◆ Problem statement:
Retype each entry below exactly as it stands.

◆ Data rows:
================
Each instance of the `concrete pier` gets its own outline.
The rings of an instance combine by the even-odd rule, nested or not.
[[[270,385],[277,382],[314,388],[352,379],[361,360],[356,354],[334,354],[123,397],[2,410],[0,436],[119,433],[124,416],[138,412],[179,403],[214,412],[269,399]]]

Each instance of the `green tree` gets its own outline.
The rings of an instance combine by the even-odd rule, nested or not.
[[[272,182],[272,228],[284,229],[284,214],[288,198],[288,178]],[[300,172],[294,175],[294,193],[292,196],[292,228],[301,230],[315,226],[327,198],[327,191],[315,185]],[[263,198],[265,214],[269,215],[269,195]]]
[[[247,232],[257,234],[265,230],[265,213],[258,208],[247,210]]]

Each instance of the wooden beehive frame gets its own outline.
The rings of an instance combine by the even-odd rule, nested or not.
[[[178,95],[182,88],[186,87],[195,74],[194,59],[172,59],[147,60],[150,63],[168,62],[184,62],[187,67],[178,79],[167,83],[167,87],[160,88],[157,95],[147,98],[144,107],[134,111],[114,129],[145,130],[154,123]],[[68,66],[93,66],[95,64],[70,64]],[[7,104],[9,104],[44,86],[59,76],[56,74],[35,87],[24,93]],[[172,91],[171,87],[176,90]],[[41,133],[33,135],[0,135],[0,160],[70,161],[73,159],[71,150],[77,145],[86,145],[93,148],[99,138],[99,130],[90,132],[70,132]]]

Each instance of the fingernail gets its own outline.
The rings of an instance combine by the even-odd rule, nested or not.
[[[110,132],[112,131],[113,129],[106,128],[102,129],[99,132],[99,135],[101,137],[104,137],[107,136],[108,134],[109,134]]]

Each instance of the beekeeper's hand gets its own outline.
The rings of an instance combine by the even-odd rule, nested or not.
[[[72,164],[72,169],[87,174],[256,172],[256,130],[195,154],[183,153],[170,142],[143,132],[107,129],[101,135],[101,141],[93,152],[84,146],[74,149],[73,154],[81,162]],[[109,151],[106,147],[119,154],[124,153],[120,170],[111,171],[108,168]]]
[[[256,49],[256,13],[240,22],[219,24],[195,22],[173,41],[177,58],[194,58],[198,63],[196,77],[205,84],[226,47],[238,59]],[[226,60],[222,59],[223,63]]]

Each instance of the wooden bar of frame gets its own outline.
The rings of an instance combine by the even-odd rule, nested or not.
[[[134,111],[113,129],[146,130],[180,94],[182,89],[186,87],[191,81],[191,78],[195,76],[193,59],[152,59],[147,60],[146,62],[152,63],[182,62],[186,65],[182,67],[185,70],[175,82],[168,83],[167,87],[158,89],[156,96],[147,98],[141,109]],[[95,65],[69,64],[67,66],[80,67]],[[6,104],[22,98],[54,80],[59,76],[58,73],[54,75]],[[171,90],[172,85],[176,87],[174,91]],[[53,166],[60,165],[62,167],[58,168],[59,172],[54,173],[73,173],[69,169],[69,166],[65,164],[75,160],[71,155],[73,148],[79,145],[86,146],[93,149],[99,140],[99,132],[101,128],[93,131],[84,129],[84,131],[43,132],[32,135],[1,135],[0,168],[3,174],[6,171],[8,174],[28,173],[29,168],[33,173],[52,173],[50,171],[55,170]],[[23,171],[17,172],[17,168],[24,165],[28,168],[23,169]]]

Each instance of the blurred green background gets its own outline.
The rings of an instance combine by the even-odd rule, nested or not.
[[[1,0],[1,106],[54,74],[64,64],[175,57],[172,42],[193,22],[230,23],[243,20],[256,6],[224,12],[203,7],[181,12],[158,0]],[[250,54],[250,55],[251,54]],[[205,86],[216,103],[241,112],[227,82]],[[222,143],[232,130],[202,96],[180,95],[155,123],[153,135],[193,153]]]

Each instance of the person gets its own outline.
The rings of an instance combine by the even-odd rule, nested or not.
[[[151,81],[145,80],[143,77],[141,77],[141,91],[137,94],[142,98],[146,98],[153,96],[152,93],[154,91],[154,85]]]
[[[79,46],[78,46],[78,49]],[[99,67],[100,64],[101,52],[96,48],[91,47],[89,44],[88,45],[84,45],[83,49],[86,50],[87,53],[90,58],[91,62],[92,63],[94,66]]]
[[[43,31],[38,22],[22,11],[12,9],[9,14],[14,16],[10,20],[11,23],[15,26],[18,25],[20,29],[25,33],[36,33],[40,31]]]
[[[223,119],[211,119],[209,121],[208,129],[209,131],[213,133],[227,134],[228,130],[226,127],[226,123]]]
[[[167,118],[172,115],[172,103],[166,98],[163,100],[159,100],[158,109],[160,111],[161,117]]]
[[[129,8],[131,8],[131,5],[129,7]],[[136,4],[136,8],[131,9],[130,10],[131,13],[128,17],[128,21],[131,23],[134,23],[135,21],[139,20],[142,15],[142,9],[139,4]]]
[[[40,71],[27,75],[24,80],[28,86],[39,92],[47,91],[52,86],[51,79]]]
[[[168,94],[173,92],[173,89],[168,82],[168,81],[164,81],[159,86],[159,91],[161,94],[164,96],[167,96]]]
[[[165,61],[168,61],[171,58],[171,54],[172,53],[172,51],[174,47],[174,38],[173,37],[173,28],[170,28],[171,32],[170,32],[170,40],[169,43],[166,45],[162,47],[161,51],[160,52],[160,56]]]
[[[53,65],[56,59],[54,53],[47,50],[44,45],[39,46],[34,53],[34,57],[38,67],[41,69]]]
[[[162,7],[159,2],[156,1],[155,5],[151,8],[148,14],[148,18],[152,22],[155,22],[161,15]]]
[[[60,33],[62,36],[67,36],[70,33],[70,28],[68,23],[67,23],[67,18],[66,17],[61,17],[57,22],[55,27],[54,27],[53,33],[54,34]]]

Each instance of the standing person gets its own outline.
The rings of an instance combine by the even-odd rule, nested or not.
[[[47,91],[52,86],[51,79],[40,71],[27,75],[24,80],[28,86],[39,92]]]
================
◆ Answer to this exercise:
Each instance of the `concrete pier` gets its own outline.
The rings of an instance combine by the even-odd rule, nested or not.
[[[270,385],[277,382],[314,388],[352,379],[361,360],[356,354],[334,354],[123,397],[2,410],[0,436],[119,433],[124,416],[138,412],[179,403],[214,412],[269,399]]]

Each instance of the `green tree` gets its own outline.
The rings of an instance combine by the even-odd rule, nested or not.
[[[272,182],[272,228],[284,229],[284,214],[288,198],[288,178]],[[300,172],[294,175],[294,193],[292,196],[292,228],[301,230],[315,226],[327,198],[327,191],[315,185]],[[263,198],[265,214],[269,215],[269,195]]]
[[[247,232],[257,234],[265,230],[265,213],[258,208],[247,210]]]

Each instance of the wooden beehive frame gets its own outline.
The rings of an instance combine by the even-odd rule, nested or not.
[[[178,95],[182,88],[186,87],[195,74],[194,59],[172,59],[147,60],[150,63],[168,62],[184,62],[187,67],[178,79],[167,83],[167,87],[160,88],[157,95],[147,98],[144,107],[134,111],[114,129],[145,130],[154,123]],[[68,66],[93,66],[95,64],[70,64]],[[7,104],[9,104],[44,86],[59,76],[56,74],[35,87],[24,93]],[[172,91],[171,87],[176,90]],[[41,133],[33,135],[0,135],[0,160],[70,161],[73,159],[71,150],[77,145],[86,145],[93,148],[99,138],[99,130],[90,132],[70,132]]]

Each instance of the fingernail gets its own outline.
The rings of an instance combine by the even-odd rule, nested or not.
[[[110,132],[112,131],[113,129],[106,128],[102,129],[99,132],[99,135],[101,137],[104,137],[107,136],[108,134],[109,134]]]

Each instance of the beekeeper's hand gets its own outline.
The rings of an instance combine by the even-odd rule, nested or not.
[[[72,164],[72,169],[87,174],[256,172],[256,130],[195,154],[183,153],[170,142],[143,132],[107,129],[101,135],[101,141],[93,152],[84,146],[74,149],[73,154],[81,162]],[[109,151],[106,147],[119,154],[124,153],[120,170],[111,171],[108,168]]]
[[[256,49],[256,13],[240,22],[219,24],[195,22],[173,41],[177,58],[194,58],[198,63],[196,77],[205,84],[226,47],[238,59]],[[226,60],[222,59],[223,63]]]

Each instance of the wooden bar of frame gets its own outline.
The rings of an instance combine by the even-odd rule, nested or not.
[[[134,111],[113,129],[146,130],[180,94],[182,89],[186,87],[191,81],[191,78],[195,76],[193,59],[152,59],[147,60],[146,62],[152,63],[182,62],[186,65],[182,67],[185,70],[175,82],[168,83],[167,87],[158,89],[156,96],[147,98],[141,109]],[[95,65],[69,64],[67,66],[80,67]],[[6,104],[22,98],[54,80],[59,76],[58,73],[54,75]],[[171,90],[172,85],[176,87],[174,91]],[[53,166],[60,165],[62,167],[58,168],[59,172],[54,173],[73,173],[69,169],[69,166],[65,164],[75,160],[71,155],[73,148],[79,145],[86,146],[93,149],[99,140],[99,132],[101,128],[93,131],[84,129],[84,131],[43,132],[32,135],[1,135],[0,168],[3,174],[6,171],[8,174],[28,173],[29,168],[33,173],[52,173],[50,171],[55,170]],[[23,171],[17,172],[17,168],[24,165],[28,168],[23,169]]]

Each instance of the blurred green background gets its own outline.
The rings of an instance combine by the even-odd rule, nested or not.
[[[1,0],[1,106],[54,74],[64,64],[175,57],[172,42],[193,22],[230,23],[243,20],[256,6],[224,12],[203,7],[181,12],[158,0]],[[250,54],[250,55],[251,54]],[[205,86],[216,103],[241,112],[227,82]],[[222,143],[232,130],[202,96],[180,95],[155,123],[153,135],[193,153]]]

Each instance of the person gets its own outline.
The rings of an instance combine by the even-odd rule, nested or not.
[[[151,81],[145,80],[143,77],[141,77],[141,91],[137,94],[142,98],[146,98],[153,96],[152,93],[154,91],[154,85]]]
[[[79,46],[78,46],[78,49]],[[99,67],[100,64],[101,52],[96,48],[91,47],[89,44],[88,45],[84,45],[83,49],[86,50],[87,53],[90,58],[91,62],[92,63],[94,66]]]
[[[43,31],[38,22],[22,11],[12,9],[9,14],[14,16],[10,20],[11,23],[15,26],[18,25],[20,29],[25,33],[36,33],[40,31]]]
[[[223,119],[211,119],[209,121],[208,129],[209,131],[213,133],[227,134],[228,130],[226,127],[226,123]]]
[[[167,118],[172,115],[172,103],[166,98],[163,100],[159,100],[158,109],[160,111],[161,117]]]
[[[129,8],[131,8],[131,5],[129,7]],[[136,4],[136,8],[131,9],[130,10],[131,13],[128,17],[128,21],[131,23],[134,23],[135,21],[139,20],[142,15],[142,9],[139,4]]]
[[[40,71],[27,75],[24,80],[28,86],[39,92],[47,91],[52,86],[51,79]]]
[[[168,94],[173,92],[173,89],[168,82],[168,81],[164,81],[159,86],[159,91],[161,94],[164,96],[167,96]]]
[[[165,61],[168,61],[171,58],[171,54],[172,53],[172,51],[174,47],[174,38],[173,37],[173,28],[170,28],[171,32],[170,32],[170,40],[169,43],[166,45],[162,47],[161,51],[160,52],[160,56]]]
[[[53,65],[56,59],[54,53],[47,50],[44,45],[39,46],[34,53],[34,57],[38,67],[41,69]]]
[[[162,7],[159,2],[156,1],[155,5],[151,8],[148,14],[148,18],[152,22],[155,22],[161,15]]]
[[[60,33],[62,36],[67,36],[70,33],[70,28],[68,23],[67,23],[67,18],[66,17],[61,17],[57,22],[55,27],[54,27],[53,33],[54,34]]]

Each instance of the standing person gets its own outline.
The rings of an instance combine by the even-odd rule, nested or not.
[[[47,91],[52,86],[51,79],[40,71],[27,75],[24,80],[28,86],[39,92]]]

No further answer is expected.